Start of GIVEN INFORMATION

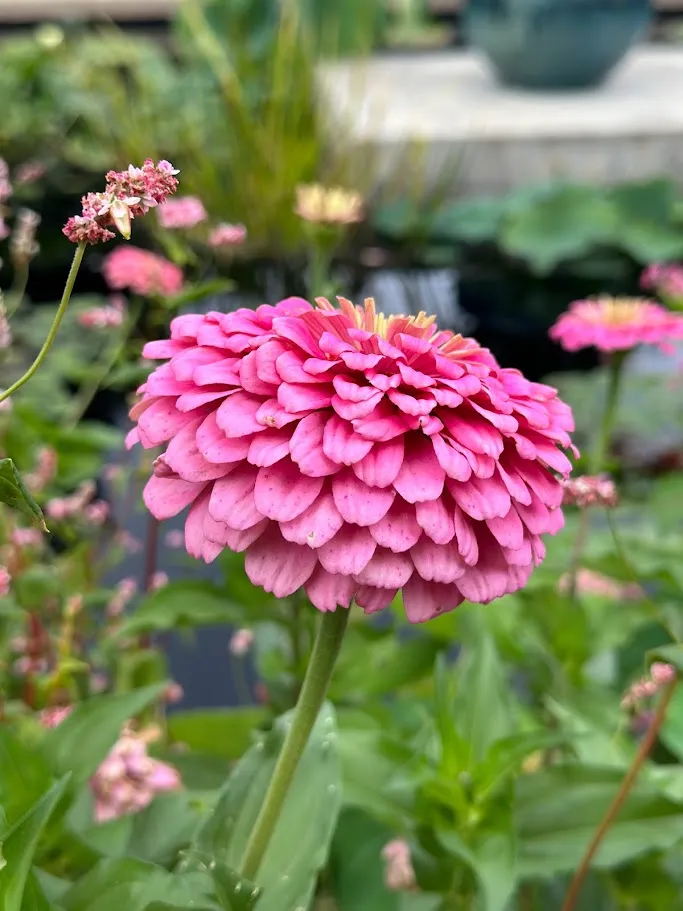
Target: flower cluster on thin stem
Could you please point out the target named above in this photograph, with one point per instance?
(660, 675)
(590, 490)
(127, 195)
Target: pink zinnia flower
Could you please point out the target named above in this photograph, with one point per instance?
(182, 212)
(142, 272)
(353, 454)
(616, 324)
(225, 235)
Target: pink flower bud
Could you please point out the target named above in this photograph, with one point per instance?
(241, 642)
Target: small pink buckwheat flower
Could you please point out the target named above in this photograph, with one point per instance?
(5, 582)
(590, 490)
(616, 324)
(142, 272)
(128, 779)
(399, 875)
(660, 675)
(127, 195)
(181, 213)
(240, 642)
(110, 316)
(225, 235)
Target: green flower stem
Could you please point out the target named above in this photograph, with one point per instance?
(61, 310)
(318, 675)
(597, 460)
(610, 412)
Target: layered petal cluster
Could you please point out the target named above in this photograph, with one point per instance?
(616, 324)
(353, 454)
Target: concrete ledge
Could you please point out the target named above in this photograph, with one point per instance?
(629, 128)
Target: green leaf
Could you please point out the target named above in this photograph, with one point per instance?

End of GIVEN INFORMATION
Start of GIVEN INFORMATION

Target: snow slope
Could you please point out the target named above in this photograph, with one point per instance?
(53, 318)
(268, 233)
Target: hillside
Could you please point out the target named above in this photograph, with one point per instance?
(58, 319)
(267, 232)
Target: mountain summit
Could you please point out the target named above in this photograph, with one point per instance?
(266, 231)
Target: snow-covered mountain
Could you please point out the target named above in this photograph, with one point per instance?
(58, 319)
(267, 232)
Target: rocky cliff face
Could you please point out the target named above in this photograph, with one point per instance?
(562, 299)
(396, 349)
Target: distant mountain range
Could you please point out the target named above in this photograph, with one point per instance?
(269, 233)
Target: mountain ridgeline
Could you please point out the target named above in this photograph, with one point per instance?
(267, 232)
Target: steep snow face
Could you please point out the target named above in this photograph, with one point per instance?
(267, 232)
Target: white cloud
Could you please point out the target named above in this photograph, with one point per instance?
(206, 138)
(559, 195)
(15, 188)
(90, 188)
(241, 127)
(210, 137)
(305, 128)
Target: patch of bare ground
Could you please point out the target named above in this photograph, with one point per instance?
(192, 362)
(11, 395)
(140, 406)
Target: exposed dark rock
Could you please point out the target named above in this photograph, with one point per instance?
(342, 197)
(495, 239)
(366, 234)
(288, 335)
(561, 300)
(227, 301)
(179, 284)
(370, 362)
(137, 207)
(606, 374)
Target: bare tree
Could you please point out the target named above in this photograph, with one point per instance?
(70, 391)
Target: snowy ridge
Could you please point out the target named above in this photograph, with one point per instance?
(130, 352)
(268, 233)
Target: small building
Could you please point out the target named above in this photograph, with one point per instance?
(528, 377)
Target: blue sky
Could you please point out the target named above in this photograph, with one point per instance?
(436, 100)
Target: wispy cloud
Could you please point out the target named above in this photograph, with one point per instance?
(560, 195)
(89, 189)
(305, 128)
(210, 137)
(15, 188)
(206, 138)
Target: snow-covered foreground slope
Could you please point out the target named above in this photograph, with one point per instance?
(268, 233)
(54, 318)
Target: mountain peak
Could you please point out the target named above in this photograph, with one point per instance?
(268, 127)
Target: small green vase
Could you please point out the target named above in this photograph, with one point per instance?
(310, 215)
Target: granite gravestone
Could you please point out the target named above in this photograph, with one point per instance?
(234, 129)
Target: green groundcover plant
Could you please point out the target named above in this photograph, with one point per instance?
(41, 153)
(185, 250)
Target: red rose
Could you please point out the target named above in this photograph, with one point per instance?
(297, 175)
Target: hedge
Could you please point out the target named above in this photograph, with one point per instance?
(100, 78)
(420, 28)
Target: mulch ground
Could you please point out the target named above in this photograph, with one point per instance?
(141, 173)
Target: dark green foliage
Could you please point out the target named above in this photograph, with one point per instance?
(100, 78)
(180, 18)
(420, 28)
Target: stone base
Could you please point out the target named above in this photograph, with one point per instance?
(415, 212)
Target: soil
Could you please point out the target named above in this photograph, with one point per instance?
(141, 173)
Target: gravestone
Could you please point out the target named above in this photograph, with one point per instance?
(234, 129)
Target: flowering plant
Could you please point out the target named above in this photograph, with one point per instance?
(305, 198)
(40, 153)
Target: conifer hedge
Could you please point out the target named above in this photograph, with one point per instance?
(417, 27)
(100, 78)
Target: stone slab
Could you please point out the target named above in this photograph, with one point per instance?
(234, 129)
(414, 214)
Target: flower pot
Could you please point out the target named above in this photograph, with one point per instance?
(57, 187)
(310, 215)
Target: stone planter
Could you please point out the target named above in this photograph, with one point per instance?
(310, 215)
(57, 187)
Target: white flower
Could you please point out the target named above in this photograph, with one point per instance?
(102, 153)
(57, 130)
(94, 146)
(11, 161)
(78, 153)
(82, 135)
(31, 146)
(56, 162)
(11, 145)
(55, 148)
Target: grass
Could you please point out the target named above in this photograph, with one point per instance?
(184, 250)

End of GIVEN INFORMATION

TASK BRIEF:
Pull out every line in the rows above that contains the word "face", and copy each one in full.

SOLUTION TO THIS TASK:
Target: rocky cliff face
Target: steep snow face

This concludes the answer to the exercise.